* _Task requirements_:
Could you revise the listing from the line containing "Target: dead elk body" through the end, swapping "masks" for "outlines" and leaving everything else untouched?

* _Data entries_:
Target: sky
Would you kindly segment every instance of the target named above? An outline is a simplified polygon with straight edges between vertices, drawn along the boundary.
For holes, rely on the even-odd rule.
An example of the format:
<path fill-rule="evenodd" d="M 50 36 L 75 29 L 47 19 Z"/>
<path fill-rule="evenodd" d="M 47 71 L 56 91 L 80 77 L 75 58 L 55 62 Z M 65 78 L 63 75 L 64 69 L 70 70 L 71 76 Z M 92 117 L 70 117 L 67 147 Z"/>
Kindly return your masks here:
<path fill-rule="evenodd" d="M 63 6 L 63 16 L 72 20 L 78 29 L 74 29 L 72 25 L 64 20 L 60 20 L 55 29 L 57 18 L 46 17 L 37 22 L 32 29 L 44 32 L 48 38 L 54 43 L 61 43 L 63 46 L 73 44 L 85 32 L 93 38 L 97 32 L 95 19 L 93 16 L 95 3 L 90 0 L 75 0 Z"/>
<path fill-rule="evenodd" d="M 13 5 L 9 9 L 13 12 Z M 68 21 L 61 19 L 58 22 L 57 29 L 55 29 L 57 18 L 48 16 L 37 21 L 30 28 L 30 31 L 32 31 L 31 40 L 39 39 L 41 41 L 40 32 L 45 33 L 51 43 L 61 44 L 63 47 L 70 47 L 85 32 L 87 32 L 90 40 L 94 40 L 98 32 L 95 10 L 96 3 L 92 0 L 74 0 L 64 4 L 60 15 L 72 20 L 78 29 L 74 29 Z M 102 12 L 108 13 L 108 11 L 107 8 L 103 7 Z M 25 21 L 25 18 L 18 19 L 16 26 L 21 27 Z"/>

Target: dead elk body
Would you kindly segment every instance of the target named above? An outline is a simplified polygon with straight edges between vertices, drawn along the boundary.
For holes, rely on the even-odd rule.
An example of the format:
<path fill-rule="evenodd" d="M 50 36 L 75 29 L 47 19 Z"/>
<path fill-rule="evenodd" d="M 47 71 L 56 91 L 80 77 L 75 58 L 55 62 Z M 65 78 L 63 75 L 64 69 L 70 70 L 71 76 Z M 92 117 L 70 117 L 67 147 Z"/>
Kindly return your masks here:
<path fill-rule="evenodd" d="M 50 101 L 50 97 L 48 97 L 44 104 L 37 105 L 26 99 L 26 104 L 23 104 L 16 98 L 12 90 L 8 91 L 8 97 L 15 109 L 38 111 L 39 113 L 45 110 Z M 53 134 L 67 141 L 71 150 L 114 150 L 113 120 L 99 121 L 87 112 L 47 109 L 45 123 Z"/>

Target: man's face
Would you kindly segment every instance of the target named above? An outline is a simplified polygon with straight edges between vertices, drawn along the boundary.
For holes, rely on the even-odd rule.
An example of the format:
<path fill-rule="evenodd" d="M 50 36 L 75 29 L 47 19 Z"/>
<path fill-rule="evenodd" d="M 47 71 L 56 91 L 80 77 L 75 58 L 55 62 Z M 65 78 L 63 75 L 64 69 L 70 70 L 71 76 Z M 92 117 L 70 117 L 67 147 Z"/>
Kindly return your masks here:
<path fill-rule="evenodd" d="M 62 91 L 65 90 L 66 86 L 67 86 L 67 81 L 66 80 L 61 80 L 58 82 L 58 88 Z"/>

* _Completed exercise_:
Target: dead elk body
Would you kindly segment every instance of the target named above? An outline is a simplified polygon with straight edges between vertices, drawn along the boundary.
For holes, rely on the even-odd rule.
An example of the format:
<path fill-rule="evenodd" d="M 50 36 L 75 29 L 47 19 Z"/>
<path fill-rule="evenodd" d="M 47 71 L 56 91 L 80 77 L 75 58 L 55 62 Z M 65 78 L 63 75 L 64 69 L 70 70 L 71 76 Z M 92 117 L 70 117 L 67 147 Z"/>
Kindly return your outlines here:
<path fill-rule="evenodd" d="M 50 101 L 50 97 L 48 97 L 44 104 L 37 105 L 26 99 L 26 104 L 23 104 L 16 98 L 12 90 L 8 91 L 8 97 L 15 109 L 38 111 L 39 113 L 45 110 Z M 53 134 L 67 141 L 71 150 L 114 150 L 113 120 L 99 121 L 87 112 L 47 109 L 45 123 Z"/>

Target: man's face
Would you kindly segment every instance of the target named above? An outline is a simplified polygon with straight edges between vertices, drawn along the boundary.
For holes, rely on the even-odd rule.
An example of the format:
<path fill-rule="evenodd" d="M 50 36 L 75 29 L 47 19 Z"/>
<path fill-rule="evenodd" d="M 47 71 L 56 91 L 80 77 L 75 58 L 55 62 Z M 65 78 L 63 75 L 64 69 L 70 70 L 71 76 Z M 92 117 L 70 117 L 67 147 Z"/>
Kindly return your outlines here:
<path fill-rule="evenodd" d="M 62 91 L 65 90 L 66 86 L 67 86 L 67 81 L 66 80 L 61 80 L 58 82 L 58 88 Z"/>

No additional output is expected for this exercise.